Reproduce the following lines word for word, leaving nothing out.

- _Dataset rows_
◇ ◇ ◇ ◇

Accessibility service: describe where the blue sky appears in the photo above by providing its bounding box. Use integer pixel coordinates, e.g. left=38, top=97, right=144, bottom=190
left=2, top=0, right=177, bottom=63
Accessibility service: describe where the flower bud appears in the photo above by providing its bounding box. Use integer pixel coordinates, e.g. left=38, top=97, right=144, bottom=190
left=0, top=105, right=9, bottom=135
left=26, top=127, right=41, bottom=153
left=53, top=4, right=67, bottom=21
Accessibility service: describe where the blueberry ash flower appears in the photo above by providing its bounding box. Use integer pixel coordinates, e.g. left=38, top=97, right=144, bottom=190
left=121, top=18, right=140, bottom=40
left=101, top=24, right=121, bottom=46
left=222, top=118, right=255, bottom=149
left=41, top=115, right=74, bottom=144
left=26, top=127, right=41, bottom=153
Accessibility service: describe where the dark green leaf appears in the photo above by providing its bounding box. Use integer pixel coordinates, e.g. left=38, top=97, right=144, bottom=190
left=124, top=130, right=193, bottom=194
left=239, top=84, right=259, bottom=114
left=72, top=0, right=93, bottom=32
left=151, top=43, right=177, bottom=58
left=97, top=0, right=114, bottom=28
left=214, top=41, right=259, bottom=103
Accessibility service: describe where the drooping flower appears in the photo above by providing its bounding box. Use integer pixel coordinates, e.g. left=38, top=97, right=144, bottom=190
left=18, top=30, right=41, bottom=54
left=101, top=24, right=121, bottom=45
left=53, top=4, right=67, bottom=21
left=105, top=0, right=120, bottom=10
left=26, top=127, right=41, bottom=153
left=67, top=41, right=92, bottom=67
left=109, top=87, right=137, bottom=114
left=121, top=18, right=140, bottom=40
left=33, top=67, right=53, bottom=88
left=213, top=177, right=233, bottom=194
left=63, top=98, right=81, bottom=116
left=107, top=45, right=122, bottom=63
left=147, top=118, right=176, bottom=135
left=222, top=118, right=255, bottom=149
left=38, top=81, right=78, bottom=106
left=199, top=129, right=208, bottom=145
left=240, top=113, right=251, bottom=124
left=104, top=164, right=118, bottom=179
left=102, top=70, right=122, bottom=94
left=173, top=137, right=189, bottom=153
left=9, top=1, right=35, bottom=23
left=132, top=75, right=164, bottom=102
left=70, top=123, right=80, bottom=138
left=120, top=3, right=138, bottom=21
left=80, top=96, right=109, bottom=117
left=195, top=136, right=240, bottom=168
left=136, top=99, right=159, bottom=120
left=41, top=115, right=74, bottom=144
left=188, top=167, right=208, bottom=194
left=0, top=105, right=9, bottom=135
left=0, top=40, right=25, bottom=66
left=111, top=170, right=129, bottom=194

◇ ◇ ◇ ◇

- _TASK ANSWER_
Accessibility service: describe where the blue sky appears in the photo above by providing its bounding box. Use integer pixel coordinates, e.g. left=38, top=97, right=144, bottom=190
left=2, top=0, right=177, bottom=63
Accessibility service: describe where the flower bud appears in the photo above by providing its bounding box. Use integer pixel coordinates, e.g. left=38, top=97, right=144, bottom=190
left=0, top=105, right=9, bottom=135
left=26, top=127, right=41, bottom=153
left=53, top=4, right=67, bottom=21
Accessibility service: describe where the blueberry ash flower appears in the photo above by providing its bounding box. Use integer pixel coordinates, e.g. left=38, top=97, right=144, bottom=190
left=121, top=18, right=140, bottom=40
left=101, top=24, right=121, bottom=46
left=222, top=118, right=255, bottom=149
left=41, top=115, right=74, bottom=144
left=26, top=127, right=41, bottom=153
Accessibility service: describe where the dark green leaf appears in the photo above by providing its bounding box. Use integer pixel coordinates, e.g. left=38, top=97, right=144, bottom=190
left=124, top=130, right=193, bottom=194
left=239, top=84, right=259, bottom=114
left=72, top=0, right=93, bottom=32
left=151, top=43, right=177, bottom=58
left=97, top=0, right=114, bottom=28
left=214, top=41, right=259, bottom=103
Accessibility service: describe where the drooping flower appears in the photo above by providing its bounding box. Use integer pixel coordinates, e.g. left=38, top=97, right=144, bottom=190
left=18, top=30, right=41, bottom=54
left=101, top=24, right=121, bottom=45
left=53, top=4, right=67, bottom=21
left=105, top=0, right=120, bottom=10
left=26, top=127, right=41, bottom=153
left=67, top=41, right=92, bottom=67
left=109, top=87, right=137, bottom=114
left=121, top=18, right=140, bottom=40
left=33, top=67, right=53, bottom=88
left=213, top=177, right=233, bottom=194
left=63, top=98, right=81, bottom=116
left=107, top=45, right=122, bottom=63
left=147, top=118, right=176, bottom=135
left=222, top=118, right=255, bottom=149
left=38, top=81, right=78, bottom=106
left=199, top=129, right=208, bottom=145
left=240, top=113, right=251, bottom=124
left=104, top=164, right=118, bottom=179
left=102, top=70, right=122, bottom=94
left=173, top=137, right=189, bottom=153
left=9, top=1, right=35, bottom=23
left=132, top=75, right=164, bottom=102
left=70, top=123, right=80, bottom=138
left=120, top=3, right=138, bottom=21
left=80, top=96, right=109, bottom=117
left=195, top=136, right=240, bottom=168
left=136, top=99, right=159, bottom=120
left=41, top=115, right=74, bottom=144
left=188, top=167, right=208, bottom=194
left=0, top=105, right=9, bottom=135
left=0, top=40, right=25, bottom=66
left=111, top=170, right=129, bottom=194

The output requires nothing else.